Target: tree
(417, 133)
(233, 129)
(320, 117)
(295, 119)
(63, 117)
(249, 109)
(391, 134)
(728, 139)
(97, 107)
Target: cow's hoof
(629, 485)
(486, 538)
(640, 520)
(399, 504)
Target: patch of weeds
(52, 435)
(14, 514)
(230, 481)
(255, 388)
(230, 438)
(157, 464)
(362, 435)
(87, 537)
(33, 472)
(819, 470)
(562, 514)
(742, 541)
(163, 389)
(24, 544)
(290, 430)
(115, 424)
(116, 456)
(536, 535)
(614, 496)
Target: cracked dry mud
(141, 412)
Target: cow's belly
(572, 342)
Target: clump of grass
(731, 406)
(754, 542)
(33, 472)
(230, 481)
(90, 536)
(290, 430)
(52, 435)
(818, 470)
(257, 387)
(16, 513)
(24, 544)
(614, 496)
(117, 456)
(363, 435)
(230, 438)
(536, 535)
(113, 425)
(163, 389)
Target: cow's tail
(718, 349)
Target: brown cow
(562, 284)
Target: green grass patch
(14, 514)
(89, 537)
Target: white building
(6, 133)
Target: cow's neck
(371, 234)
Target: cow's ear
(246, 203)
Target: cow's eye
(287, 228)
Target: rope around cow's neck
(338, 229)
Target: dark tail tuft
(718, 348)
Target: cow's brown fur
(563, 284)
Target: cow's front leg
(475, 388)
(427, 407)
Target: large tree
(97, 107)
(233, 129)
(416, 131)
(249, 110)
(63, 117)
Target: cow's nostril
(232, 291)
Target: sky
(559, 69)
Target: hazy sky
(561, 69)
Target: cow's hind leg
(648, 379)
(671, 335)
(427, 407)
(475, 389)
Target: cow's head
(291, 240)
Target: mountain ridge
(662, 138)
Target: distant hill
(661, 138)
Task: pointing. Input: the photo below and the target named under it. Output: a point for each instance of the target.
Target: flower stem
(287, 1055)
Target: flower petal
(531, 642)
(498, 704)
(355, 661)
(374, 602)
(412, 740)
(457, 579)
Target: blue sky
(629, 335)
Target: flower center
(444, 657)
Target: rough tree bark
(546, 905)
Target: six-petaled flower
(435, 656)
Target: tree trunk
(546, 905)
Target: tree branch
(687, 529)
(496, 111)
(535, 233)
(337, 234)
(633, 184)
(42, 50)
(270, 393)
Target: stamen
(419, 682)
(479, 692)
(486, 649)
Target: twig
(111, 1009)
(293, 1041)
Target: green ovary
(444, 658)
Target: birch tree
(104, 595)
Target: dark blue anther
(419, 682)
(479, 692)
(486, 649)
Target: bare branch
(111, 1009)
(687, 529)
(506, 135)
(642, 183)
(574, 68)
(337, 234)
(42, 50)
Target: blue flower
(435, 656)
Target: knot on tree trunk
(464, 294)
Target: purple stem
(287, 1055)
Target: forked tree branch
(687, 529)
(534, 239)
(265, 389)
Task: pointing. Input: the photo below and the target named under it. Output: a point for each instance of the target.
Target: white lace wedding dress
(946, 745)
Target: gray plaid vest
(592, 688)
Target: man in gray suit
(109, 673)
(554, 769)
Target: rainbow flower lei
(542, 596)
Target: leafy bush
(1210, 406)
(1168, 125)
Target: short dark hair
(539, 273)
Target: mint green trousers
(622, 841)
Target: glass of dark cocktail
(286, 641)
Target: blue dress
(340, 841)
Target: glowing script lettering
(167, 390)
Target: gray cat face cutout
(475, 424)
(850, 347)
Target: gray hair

What you are asked to do => Rewrite the listing above as a numbered list, one line per number, from the first line to the last, and leave out any blank lines.

Worked answer =>
1. Target: tree
2. (417, 133)
3. (233, 129)
4. (320, 117)
5. (295, 119)
6. (63, 117)
7. (249, 109)
8. (391, 134)
9. (728, 139)
10. (97, 107)
11. Target: cow's hoof
12. (629, 485)
13. (486, 538)
14. (640, 520)
15. (399, 504)
16. Target: patch of weeds
17. (52, 435)
18. (14, 514)
19. (230, 481)
20. (255, 388)
21. (230, 438)
22. (157, 464)
23. (362, 435)
24. (87, 537)
25. (33, 472)
26. (819, 470)
27. (562, 514)
28. (742, 541)
29. (163, 389)
30. (24, 544)
31. (290, 430)
32. (115, 424)
33. (116, 456)
34. (536, 535)
35. (614, 496)
36. Target: cracked dry mud
37. (141, 412)
38. Target: cow's belly
39. (572, 342)
40. Target: clump of grass
41. (731, 406)
42. (754, 542)
43. (33, 472)
44. (230, 481)
45. (90, 536)
46. (290, 430)
47. (52, 435)
48. (818, 470)
49. (257, 387)
50. (16, 513)
51. (24, 544)
52. (614, 496)
53. (117, 456)
54. (363, 435)
55. (230, 438)
56. (536, 535)
57. (113, 425)
58. (163, 389)
59. Target: cow's tail
60. (718, 349)
61. Target: brown cow
62. (562, 284)
63. Target: green grass patch
64. (14, 514)
65. (89, 537)
66. Target: white building
67. (6, 133)
68. Target: cow's neck
69. (371, 234)
70. Target: cow's ear
71. (246, 203)
72. Target: cow's eye
73. (287, 228)
74. Target: rope around cow's neck
75. (338, 229)
76. Target: dark tail tuft
77. (718, 348)
78. Target: cow's brown fur
79. (563, 284)
80. Target: cow's front leg
81. (475, 388)
82. (427, 407)
83. Target: large tree
84. (97, 107)
85. (233, 129)
86. (416, 131)
87. (249, 110)
88. (63, 117)
89. Target: cow's nostril
90. (232, 291)
91. Target: sky
92. (559, 69)
93. Target: hazy sky
94. (561, 69)
95. Target: cow's hind leg
96. (648, 379)
97. (671, 335)
98. (427, 407)
99. (475, 389)
100. Target: cow's head
101. (291, 240)
102. Target: mountain ridge
103. (662, 138)
104. Target: distant hill
105. (661, 138)
106. Task: pointing. Input: the photo below and the target named under it. Output: a point for each instance of the target.
107. Target: flower stem
108. (287, 1055)
109. Target: flower petal
110. (531, 642)
111. (498, 704)
112. (355, 661)
113. (374, 602)
114. (412, 740)
115. (457, 579)
116. Target: blue sky
117. (629, 335)
118. Target: flower center
119. (444, 657)
120. Target: rough tree bark
121. (546, 905)
122. Target: six-petaled flower
123. (435, 656)
124. Target: tree trunk
125. (546, 905)
126. Target: tree branch
127. (687, 529)
128. (496, 111)
129. (535, 233)
130. (337, 234)
131. (633, 184)
132. (42, 50)
133. (270, 393)
134. Target: stamen
135. (419, 682)
136. (479, 692)
137. (486, 649)
138. Target: twig
139. (111, 1009)
140. (293, 1041)
141. Target: green ovary
142. (444, 658)
143. Target: birch tree
144. (104, 595)
145. Target: dark blue anther
146. (419, 682)
147. (479, 692)
148. (486, 649)
149. Target: bare branch
150. (111, 1009)
151. (687, 529)
152. (506, 135)
153. (642, 183)
154. (574, 68)
155. (337, 234)
156. (42, 50)
157. Target: blue flower
158. (435, 656)
159. Target: knot on tree trunk
160. (464, 294)
161. Target: purple stem
162. (287, 1055)
163. Target: forked tree branch
164. (687, 529)
165. (534, 239)
166. (265, 389)
167. Task: pointing. Input: the photo below and the target named under it. Output: a point for each instance of the target.
168. Target: white lace wedding dress
169. (946, 745)
170. Target: gray plaid vest
171. (592, 688)
172. Target: man in gray suit
173. (109, 673)
174. (554, 769)
175. Target: rainbow flower lei
176. (542, 596)
177. Target: leafy bush
178. (1210, 406)
179. (1168, 125)
180. Target: short dark hair
181. (539, 273)
182. Target: mint green trousers
183. (622, 841)
184. Target: glass of dark cocktail
185. (286, 641)
186. Target: blue dress
187. (340, 841)
188. Target: glowing script lettering
189. (167, 390)
190. Target: gray cat face cutout
191. (475, 424)
192. (850, 347)
193. Target: gray hair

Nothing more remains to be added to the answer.